* STATED EXERCISE *
Render every line of the entries below as a numbered list, omitting blank lines. Leave the pictures out of your answer.
%%
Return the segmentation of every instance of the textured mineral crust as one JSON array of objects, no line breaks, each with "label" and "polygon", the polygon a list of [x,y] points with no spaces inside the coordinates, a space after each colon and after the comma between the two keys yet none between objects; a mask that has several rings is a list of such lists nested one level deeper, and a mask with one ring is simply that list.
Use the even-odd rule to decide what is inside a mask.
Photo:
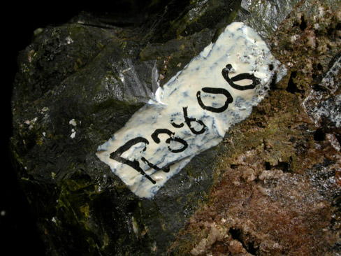
[{"label": "textured mineral crust", "polygon": [[[340,255],[340,2],[147,7],[136,20],[81,13],[19,56],[10,148],[47,255]],[[136,197],[98,146],[235,21],[286,75],[154,197]]]}]

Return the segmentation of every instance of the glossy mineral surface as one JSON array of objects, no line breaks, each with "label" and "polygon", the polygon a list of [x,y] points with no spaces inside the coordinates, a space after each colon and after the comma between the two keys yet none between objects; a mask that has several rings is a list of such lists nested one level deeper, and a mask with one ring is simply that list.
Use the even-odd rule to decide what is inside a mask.
[{"label": "glossy mineral surface", "polygon": [[194,156],[249,116],[279,66],[253,29],[232,23],[96,155],[135,194],[152,198]]}]

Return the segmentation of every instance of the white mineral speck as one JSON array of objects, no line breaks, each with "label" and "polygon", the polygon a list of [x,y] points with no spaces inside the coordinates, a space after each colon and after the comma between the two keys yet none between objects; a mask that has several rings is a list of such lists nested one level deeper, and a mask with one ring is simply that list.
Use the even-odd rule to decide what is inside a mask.
[{"label": "white mineral speck", "polygon": [[77,126],[77,122],[75,122],[75,120],[74,119],[71,119],[70,120],[70,122],[68,122],[68,123],[71,125],[73,125],[73,126]]}]

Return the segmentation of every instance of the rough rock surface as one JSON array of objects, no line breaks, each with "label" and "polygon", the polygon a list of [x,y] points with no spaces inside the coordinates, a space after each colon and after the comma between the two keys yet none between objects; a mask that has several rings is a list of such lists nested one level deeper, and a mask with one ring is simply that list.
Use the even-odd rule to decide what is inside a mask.
[{"label": "rough rock surface", "polygon": [[[36,31],[18,59],[10,145],[48,254],[341,254],[341,6],[296,3],[170,1],[138,24],[80,13]],[[223,143],[137,198],[98,145],[241,20],[286,76]]]}]

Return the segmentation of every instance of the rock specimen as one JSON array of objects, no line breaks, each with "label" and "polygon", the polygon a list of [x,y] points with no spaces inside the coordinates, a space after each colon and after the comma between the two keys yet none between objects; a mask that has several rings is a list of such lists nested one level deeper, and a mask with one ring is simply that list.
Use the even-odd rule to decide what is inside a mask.
[{"label": "rock specimen", "polygon": [[[48,254],[341,253],[341,6],[296,3],[170,1],[138,23],[84,13],[36,31],[18,59],[10,146]],[[99,145],[232,22],[287,75],[222,142],[138,197]]]}]

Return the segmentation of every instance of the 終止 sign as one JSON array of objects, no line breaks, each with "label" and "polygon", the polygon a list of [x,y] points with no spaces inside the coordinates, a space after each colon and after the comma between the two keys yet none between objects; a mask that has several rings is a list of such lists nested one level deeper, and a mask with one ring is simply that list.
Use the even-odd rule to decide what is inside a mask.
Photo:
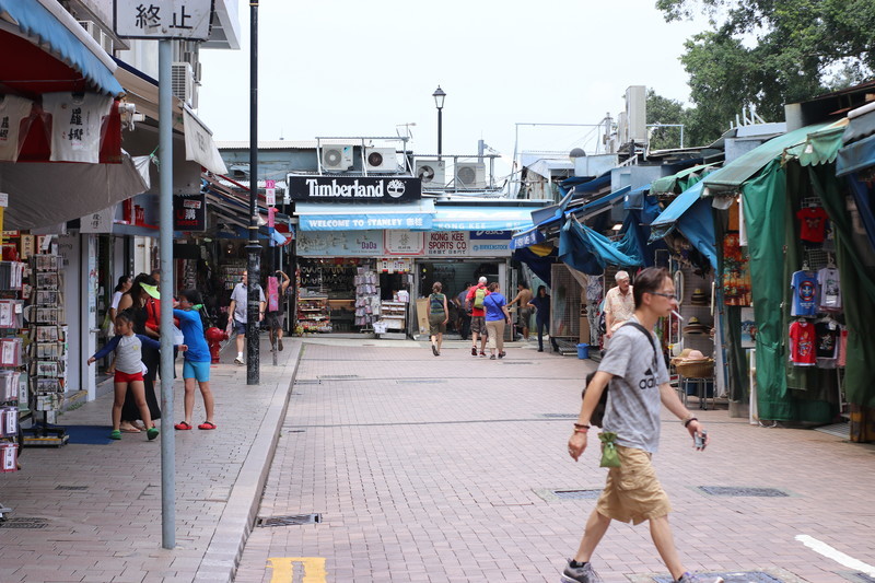
[{"label": "\u7d42\u6b62 sign", "polygon": [[173,230],[207,230],[207,195],[174,195]]},{"label": "\u7d42\u6b62 sign", "polygon": [[422,180],[401,176],[294,176],[289,197],[307,202],[408,202],[422,198]]},{"label": "\u7d42\u6b62 sign", "polygon": [[121,38],[210,37],[212,0],[115,0],[116,34]]}]

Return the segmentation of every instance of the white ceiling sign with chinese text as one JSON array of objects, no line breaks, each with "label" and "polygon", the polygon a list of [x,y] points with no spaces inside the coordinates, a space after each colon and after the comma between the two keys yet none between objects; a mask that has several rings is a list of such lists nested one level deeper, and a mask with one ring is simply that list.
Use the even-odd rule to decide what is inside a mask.
[{"label": "white ceiling sign with chinese text", "polygon": [[115,30],[121,38],[210,37],[212,0],[115,0]]}]

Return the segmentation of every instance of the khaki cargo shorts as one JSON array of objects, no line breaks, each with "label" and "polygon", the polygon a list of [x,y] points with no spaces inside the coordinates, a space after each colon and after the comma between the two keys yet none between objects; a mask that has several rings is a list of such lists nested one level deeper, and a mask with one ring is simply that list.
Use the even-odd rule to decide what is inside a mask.
[{"label": "khaki cargo shorts", "polygon": [[668,495],[650,463],[651,454],[616,445],[620,467],[610,468],[595,510],[608,518],[641,524],[672,512]]}]

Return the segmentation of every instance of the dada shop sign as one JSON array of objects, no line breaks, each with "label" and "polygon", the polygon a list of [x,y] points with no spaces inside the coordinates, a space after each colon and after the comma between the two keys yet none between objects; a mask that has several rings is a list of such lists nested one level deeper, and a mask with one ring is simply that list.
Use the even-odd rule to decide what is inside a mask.
[{"label": "dada shop sign", "polygon": [[292,200],[308,202],[408,202],[422,198],[419,178],[396,176],[289,176]]}]

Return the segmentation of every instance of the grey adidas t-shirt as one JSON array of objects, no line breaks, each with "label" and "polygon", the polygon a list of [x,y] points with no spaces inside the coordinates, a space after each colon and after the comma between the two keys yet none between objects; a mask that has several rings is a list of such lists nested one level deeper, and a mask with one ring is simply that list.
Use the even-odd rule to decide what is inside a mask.
[{"label": "grey adidas t-shirt", "polygon": [[[632,316],[630,322],[638,322]],[[660,341],[653,338],[658,350]],[[660,385],[668,382],[662,354],[655,359],[653,345],[632,326],[614,333],[598,365],[614,378],[608,388],[604,430],[617,434],[617,443],[656,453],[660,446]]]}]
%%
* EXPECTED ANSWER *
1. Return the segmentation of every instance of the textured mineral crust as one JSON array of objects, no line breaks, each with "label" and "polygon", the polygon a list of [x,y] points with no spaces inside the coordinates, a space after each colon and after the comma between the two keys yet none between objects; a mask that has several rings is a list of such lists nested one level deeper, and a mask with one ring is simply that list.
2. Use the even-odd rule to decide what is inside a mask.
3. Photo:
4. [{"label": "textured mineral crust", "polygon": [[[340,255],[340,2],[147,7],[136,20],[81,13],[19,56],[10,148],[47,255]],[[136,197],[98,146],[235,21],[286,75],[154,197]]]}]
5. Return the segmentation of every instance of the glossy mineral surface as one JSON array of objects, no line breaks, each with "label" and "polygon", the polygon a list of [x,y] points with no spaces inside the coordinates, a space after each colon and after the comma between the two keys yet none between objects; a mask that has several rings is a list of such lists nested one level deeper, and a mask with one ring is simply that list.
6. Use the even-odd rule to decide what is inside a mask.
7. [{"label": "glossy mineral surface", "polygon": [[194,156],[249,116],[279,66],[253,29],[232,23],[96,155],[135,194],[152,198]]}]
8. Return the segmentation of every instance of the white mineral speck as one JSON array of objects, no line breaks, each with "label" and "polygon", the polygon a list of [x,y] points with no spaces inside the coordinates, a space after each colon and after the comma between the two keys yet none between objects; a mask that has several rings is a list of such lists nested one level deeper, and a mask with one ring is simply that list.
9. Use the even-odd rule to decide what is inside a mask.
10. [{"label": "white mineral speck", "polygon": [[77,126],[77,122],[75,122],[75,120],[74,119],[71,119],[70,120],[70,122],[68,122],[68,123],[71,125],[73,125],[73,126]]}]
11. Return the segmentation of every instance of the rough rock surface as one JSON array of objects, no line breaks, each with "label" and "polygon", the polygon a list of [x,y] points with no spaces inside the coordinates, a space after each colon and after the comma between the two keys yet none between objects; a mask that has several rings is a list of such lists nested one level deeper, and a mask with one ring is simply that list.
12. Use the even-odd rule to decide what is inside a mask.
13. [{"label": "rough rock surface", "polygon": [[[36,31],[18,59],[10,145],[48,254],[341,254],[341,6],[296,3],[170,1],[138,24],[80,13]],[[223,143],[137,198],[98,145],[241,20],[286,76]]]}]
14. Return the segmentation of every instance of the rock specimen as one JSON array of objects, no line breaks, each with "label" and "polygon", the polygon a list of [x,y] points with no spaces inside the coordinates, a space after each colon and after the comma between the two keys yet none between objects; a mask that has several rings is a list of such lists nested one level deeper, and a mask with one ring is simply that list.
15. Use the even-odd rule to decide what is inside a mask.
16. [{"label": "rock specimen", "polygon": [[[48,254],[341,253],[341,6],[296,3],[170,1],[138,23],[84,13],[36,31],[18,59],[10,146]],[[99,145],[232,22],[287,75],[222,142],[138,197]]]}]
17. Return the segmentation of every instance of the 終止 sign as one JSON array of objects, no line breaks, each with "label" and "polygon", the polygon a list of [x,y] points with no spaces inside the coordinates, a space after each colon and after the comma between the two keys yet none between objects; a mask that has several rings is a list of such lists nested one level deeper, and a mask with one ring is simply that list.
18. Use the even-odd rule to decide what is inside a mask.
19. Photo:
20. [{"label": "\u7d42\u6b62 sign", "polygon": [[173,230],[207,230],[207,195],[174,195]]},{"label": "\u7d42\u6b62 sign", "polygon": [[422,180],[401,176],[294,176],[289,197],[307,202],[408,202],[422,198]]},{"label": "\u7d42\u6b62 sign", "polygon": [[121,38],[210,37],[212,0],[115,0],[116,34]]}]
21. Return the segmentation of every instance of the white ceiling sign with chinese text as one JSON array of objects, no line breaks, each with "label" and "polygon", the polygon a list of [x,y] points with no spaces inside the coordinates, a space after each colon and after the comma between the two keys yet none between objects; a mask that has several rings is a list of such lists nested one level deeper, and a mask with one ring is simply that list.
22. Use the even-odd rule to decide what is inside a mask.
23. [{"label": "white ceiling sign with chinese text", "polygon": [[115,30],[121,38],[210,37],[212,0],[115,0]]}]
24. Return the segmentation of every instance of the khaki cargo shorts as one JSON array of objects, no line breaks, each with "label" and "polygon", the polygon a list of [x,y] points with no spaces inside the coordinates, a space after each colon and after the comma between the two keys yet none between objects; a mask that has several rings is a list of such lists nested one level deeper, and a mask with one ring is simply that list.
25. Use the even-odd rule to decide what is inside a mask.
26. [{"label": "khaki cargo shorts", "polygon": [[668,495],[650,463],[651,454],[616,445],[620,467],[610,468],[595,510],[608,518],[641,524],[672,512]]}]
27. Return the segmentation of every instance of the dada shop sign as one JSON array of objects, no line breaks, each with "label" and "polygon", the polygon a list of [x,y] points with no spaces inside the coordinates, a space after each colon and after the comma between the two keys yet none between objects; a mask that has several rings is a list of such lists nested one level deeper, and a mask with one ring is simply that list.
28. Use the even-odd rule to decide what is inside a mask.
29. [{"label": "dada shop sign", "polygon": [[292,200],[308,202],[408,202],[422,198],[419,178],[396,176],[289,176]]}]
30. Return the segmentation of every instance of the grey adidas t-shirt as one JSON array of objects, no line breaks, each with "label" and "polygon", the polygon a list of [x,y] points with no spaces inside the coordinates, a space after each colon and after the comma between the two keys yet none between objects; a mask that has several rings is a list of such lists nested one level deeper, and a mask with one ring is simply that list.
31. Use the even-odd rule to decide what is inside a mask.
32. [{"label": "grey adidas t-shirt", "polygon": [[[632,316],[630,322],[638,322]],[[660,341],[653,338],[658,350]],[[660,385],[668,382],[662,354],[655,359],[653,345],[632,326],[614,333],[598,365],[614,378],[608,388],[604,430],[617,434],[617,443],[656,453],[660,446]]]}]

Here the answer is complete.